List of tasks:
[1] In the news report about the driver jailed over a fatal motorcycle crash, where did the fire rescue that earned Dickson his bravery award take place?
[2] Carry on the news report about the driver jailed over the fatal motorcycle crash, picking up after its final sentence.

Bravery award man jailed for causing horror smash

Dickson drove out of a give way junction into the path of Mr Rowe's motorcycle

A MAN who received a bravery award for a heroic fire rescue was jailed today after admitting causing death by dangerous driving.

Russell William Dickson killed Graham Rowe in a ‘tragic’ car smash on 15 August this year, a court heard.

He was jailed for a year for speeding out of a give way junction and into the path of Mr Rowe’s motorcycle.

Edinburgh Sheriff Court heard today how other drivers found Dickson ‘hysterical’ after the crash, and that he had suffered post traumatic stress disorder.

After sentencing, the 29-year-old – who has no previous convictions and a clean driving licence – looked towards his family in the public gallery but showed no emotion as he was led away

Only last month, Dickson was feted at Lothian and  Borders police headquarters for helping to rescue an elderly neighbour whose house was on fire in Port Seton, East Lothian.

But the family of Mr Rowe, a 38-year-old father of two from Newtongrange, Midlothian, were said to have been left ‘devastated’ by his death.

Dickson’s defence agent Colm Dempsey said today: “He offers his sincere apologies and condolences to the family of Mr Rowe.

“Mr Dickson was not particularly knowledgeable of the location. He had passed through as a passenger but not as a driver.”


He said his view of the main road in East Lothian where Mr Rowe was driving in August this year was obscured by hedges on the unclassified road.

Mr Dempsey added that alcohol tests on his client had proved negative and that the roofer had “general good character” and had a clean licence.

“It should also be taken into that he received a meritorious award…following his role in tackling a fire in a neighbour’s home,” he said.

“He has shown genuine remorse for Mr Rowe and his family,” he added.

But in sentencing Dickson, Sheriff Alistair Noble said only a custodial sentence was appropriate for causing death by dangerous driving.

He said: “It’s obvious that Mr Rowe was a much loved husband, father and son. His death has brought considerable devastation on a number of lives.”

Sheriff Noble admonished Dickson on a charge of driving without insurance.

An earlier hearing was told that Mr Rowe was catapulted from his bike and suffered severe head injuries, dying in hospital three days later.

Dickson told police  he had approached the junction, slowed down, looked right and left and then pulled out.  The first he knew of the bike was hearing a bang.

Entries provided:
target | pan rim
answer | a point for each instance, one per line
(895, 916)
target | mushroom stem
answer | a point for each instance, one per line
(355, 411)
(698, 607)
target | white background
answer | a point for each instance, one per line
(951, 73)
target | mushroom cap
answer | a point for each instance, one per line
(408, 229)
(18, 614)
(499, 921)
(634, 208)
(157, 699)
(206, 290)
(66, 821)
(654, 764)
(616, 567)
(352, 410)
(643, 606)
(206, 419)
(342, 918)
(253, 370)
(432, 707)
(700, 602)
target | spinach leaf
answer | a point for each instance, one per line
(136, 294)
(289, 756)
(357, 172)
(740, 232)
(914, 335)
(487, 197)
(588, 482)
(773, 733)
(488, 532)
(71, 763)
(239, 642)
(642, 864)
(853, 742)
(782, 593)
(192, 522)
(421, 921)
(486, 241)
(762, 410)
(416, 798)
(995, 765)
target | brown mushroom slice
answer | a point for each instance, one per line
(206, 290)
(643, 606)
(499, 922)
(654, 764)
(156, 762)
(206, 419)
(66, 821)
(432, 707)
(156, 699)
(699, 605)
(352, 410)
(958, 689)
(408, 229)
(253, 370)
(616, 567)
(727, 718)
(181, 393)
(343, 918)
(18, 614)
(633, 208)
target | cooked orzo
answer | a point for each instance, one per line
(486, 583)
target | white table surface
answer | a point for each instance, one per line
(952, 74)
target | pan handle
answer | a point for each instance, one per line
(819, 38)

Answers to the exercise:
[1] Port Seton, East Lothian

[2]
Accident investigators carried out a reconstruction and found that the motorcycle was on the correct side of the road at the point of impact.

The previous hearing was told that the minimum speed the Volkswagon had been travelling was about 30mph prior to impact. The police could not work out a speed for the motorcycle.

The court also heard about the impact on his family of the death of Mr Rowe, who was employed as a manager at a plant hire company.

Fiscal depute Ian Wallace told the earlier hearing: “This crime has had a significant impact on Mr Rowe’s friends and family.

“He was married to Elaine Rowe and had two children aged five and one at the time of his death.”

Dickson received a meritorious award and a certificate from the Society for the Protection of Life from Fire for his role in tackling a blaze in Port Seton on February 25 2010.

The awards ceremony in Edinburgh last month was told: “In February last year, Russell bravely put out a fire in a neighbouring house in Port Seton, without any concern for his own safety.”

The ceremony was also told: “About lunchtime one day Russell heard a woman screaming that her house was on fire.

“He immediately went out to help, and became aware that a man was still inside the house where a small fire had been started.

“When he went in the man was clearly distressed, and threatened him with violence. But despite this, Russell ran in and out the house a couple of times attempting to extinguish the fire with water from a basin.

“By the time police arrived there was a lot of smoke building up in the hallway, but Russell had managed to dampen the flames enough for the man upstairs to leave the house.

“Fortunately no one suffered any injuries in this incident, but there may well have been a very different outcome without Russell’s swift intervention. We are pleased to commend his actions.”